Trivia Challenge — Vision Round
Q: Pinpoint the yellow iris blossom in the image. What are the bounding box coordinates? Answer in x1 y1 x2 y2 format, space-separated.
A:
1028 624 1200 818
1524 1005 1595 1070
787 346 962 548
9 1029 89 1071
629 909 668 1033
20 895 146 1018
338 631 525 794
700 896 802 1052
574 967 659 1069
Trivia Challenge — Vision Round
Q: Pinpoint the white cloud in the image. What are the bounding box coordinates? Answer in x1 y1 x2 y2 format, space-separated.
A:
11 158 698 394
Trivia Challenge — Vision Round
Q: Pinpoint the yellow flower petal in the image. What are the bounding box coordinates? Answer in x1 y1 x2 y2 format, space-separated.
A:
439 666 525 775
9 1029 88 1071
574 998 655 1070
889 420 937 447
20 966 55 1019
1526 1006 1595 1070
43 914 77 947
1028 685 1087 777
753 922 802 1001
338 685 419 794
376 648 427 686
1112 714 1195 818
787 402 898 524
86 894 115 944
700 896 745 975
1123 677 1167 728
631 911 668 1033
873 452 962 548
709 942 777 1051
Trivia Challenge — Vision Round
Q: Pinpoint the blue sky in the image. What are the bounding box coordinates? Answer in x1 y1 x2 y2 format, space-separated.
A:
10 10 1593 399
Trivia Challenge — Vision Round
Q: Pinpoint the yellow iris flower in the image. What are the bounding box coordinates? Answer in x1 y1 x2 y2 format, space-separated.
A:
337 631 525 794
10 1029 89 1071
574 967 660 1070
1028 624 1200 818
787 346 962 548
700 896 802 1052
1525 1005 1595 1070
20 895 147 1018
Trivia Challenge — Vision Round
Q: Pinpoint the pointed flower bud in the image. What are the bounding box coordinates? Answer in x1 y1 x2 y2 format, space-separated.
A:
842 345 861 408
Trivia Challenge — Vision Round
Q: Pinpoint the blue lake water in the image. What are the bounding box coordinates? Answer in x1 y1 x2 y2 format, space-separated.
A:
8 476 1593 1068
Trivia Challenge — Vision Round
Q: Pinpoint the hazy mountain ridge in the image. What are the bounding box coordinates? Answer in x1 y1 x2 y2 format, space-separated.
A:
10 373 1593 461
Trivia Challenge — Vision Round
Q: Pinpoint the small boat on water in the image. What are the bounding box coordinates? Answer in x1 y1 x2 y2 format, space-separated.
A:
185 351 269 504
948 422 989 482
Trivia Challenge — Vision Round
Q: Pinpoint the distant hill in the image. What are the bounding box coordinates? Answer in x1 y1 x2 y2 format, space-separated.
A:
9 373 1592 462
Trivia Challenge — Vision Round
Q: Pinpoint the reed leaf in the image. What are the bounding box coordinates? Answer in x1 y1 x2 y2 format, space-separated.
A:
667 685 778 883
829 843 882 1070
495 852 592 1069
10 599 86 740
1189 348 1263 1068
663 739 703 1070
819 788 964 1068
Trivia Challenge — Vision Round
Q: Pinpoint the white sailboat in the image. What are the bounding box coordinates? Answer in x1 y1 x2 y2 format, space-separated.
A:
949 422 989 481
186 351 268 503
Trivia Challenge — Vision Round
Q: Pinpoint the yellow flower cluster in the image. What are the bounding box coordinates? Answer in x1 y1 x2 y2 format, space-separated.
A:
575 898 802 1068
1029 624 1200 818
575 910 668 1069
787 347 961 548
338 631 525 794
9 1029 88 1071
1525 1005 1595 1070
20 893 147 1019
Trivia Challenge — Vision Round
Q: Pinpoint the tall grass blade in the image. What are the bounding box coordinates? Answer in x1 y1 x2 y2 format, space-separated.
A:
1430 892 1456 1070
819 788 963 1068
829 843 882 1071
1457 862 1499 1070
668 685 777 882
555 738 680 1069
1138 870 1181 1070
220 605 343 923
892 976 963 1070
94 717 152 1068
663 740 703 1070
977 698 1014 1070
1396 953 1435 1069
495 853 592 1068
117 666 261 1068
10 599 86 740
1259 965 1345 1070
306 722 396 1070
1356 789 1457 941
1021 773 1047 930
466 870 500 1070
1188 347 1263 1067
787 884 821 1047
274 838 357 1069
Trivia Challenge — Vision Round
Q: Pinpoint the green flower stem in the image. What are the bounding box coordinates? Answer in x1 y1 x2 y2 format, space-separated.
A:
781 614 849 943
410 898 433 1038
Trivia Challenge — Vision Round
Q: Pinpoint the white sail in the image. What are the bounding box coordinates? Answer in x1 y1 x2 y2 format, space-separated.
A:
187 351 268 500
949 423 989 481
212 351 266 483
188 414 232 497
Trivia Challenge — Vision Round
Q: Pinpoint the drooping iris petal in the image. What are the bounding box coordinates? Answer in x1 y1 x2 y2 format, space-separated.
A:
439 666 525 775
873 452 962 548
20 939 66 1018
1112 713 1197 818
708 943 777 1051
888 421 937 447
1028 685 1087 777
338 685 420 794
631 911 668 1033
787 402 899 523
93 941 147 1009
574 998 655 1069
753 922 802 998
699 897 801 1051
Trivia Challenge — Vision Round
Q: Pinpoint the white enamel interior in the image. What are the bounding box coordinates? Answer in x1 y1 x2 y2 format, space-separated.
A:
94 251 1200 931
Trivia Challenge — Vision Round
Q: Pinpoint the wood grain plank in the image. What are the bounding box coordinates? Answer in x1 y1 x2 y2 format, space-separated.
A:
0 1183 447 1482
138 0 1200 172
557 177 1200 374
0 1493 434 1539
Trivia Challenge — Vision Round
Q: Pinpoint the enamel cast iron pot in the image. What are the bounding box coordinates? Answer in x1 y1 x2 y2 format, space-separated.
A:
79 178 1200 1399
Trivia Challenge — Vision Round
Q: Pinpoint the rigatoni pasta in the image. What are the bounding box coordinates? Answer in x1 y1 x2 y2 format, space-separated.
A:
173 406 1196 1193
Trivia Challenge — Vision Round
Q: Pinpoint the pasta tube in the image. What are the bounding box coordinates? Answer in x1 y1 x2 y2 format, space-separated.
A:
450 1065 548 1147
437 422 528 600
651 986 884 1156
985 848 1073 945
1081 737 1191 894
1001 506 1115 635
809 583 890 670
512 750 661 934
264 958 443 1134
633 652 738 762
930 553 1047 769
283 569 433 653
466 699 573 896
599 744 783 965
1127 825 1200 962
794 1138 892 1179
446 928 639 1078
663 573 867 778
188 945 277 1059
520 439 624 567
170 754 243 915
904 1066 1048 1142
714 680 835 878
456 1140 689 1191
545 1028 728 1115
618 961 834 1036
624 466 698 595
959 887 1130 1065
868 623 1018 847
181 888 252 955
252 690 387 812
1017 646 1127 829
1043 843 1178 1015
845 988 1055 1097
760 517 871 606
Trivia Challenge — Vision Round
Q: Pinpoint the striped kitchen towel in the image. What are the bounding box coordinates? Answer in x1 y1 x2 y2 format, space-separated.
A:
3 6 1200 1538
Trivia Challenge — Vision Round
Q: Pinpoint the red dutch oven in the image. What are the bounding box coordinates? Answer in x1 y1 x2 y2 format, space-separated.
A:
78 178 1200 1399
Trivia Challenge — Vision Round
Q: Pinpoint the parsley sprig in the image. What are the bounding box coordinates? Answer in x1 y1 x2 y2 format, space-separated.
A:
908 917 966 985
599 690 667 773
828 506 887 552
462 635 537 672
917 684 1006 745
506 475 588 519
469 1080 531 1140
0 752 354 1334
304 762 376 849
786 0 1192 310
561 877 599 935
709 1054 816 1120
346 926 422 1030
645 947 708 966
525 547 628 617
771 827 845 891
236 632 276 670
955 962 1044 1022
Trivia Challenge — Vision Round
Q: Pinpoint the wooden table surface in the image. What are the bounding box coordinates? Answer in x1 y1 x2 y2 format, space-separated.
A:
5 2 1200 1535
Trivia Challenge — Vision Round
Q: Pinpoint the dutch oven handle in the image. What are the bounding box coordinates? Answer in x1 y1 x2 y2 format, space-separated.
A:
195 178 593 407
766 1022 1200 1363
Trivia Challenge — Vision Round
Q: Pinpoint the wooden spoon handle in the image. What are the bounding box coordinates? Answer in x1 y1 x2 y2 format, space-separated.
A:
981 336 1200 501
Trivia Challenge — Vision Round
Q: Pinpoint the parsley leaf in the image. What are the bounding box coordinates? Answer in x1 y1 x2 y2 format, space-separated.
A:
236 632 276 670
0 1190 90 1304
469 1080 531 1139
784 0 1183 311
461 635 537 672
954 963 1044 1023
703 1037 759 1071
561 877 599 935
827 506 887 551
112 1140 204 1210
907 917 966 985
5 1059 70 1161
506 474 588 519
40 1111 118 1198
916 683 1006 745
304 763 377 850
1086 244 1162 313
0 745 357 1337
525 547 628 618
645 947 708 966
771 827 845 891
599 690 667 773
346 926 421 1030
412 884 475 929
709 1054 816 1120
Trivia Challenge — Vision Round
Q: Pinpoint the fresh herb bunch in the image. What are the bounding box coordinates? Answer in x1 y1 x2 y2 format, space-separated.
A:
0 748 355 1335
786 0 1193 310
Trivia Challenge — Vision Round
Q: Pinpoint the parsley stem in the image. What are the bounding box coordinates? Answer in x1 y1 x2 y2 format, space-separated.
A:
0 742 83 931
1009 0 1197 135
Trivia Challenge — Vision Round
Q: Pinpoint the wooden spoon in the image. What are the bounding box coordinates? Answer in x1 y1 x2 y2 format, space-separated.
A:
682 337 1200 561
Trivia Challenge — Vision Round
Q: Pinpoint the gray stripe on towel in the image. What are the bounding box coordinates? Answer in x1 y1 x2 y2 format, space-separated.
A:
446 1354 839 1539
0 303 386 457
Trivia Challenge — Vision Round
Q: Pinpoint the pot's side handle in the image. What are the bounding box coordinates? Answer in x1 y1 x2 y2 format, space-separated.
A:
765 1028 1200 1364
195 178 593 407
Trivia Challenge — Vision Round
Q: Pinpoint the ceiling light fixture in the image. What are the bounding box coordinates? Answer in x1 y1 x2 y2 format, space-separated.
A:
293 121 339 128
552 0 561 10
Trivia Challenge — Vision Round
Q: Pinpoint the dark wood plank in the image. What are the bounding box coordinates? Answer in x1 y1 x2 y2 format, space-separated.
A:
--*--
Task to complete >> In restating the data, begin at its first line, reproduce each line word for word, and conclude with the line that contains "Q: Pinpoint the yellow flower petal".

Task output >>
Trivia Challenge — Vision Round
Q: Pinpoint the yellow iris blossom in the image. What are the bounding box coordinates? Answer in x1 y1 x2 y2 format, space-separated.
A:
1028 624 1200 818
1524 1005 1595 1070
787 346 962 548
9 1029 89 1071
629 909 668 1033
20 895 146 1018
338 631 525 794
700 896 802 1052
574 967 659 1069
Trivia Challenge — Vision Round
Q: Pinpoint the white cloud in the image. What are the bounding box coordinates? Answer in x1 y1 x2 y2 format, space-separated.
A:
11 158 698 394
Trivia Challenge — Vision Round
Q: Pinpoint the yellow flower petal in the image. What are the bounding box coordinates? Answer in x1 y1 x2 y2 format, space-separated.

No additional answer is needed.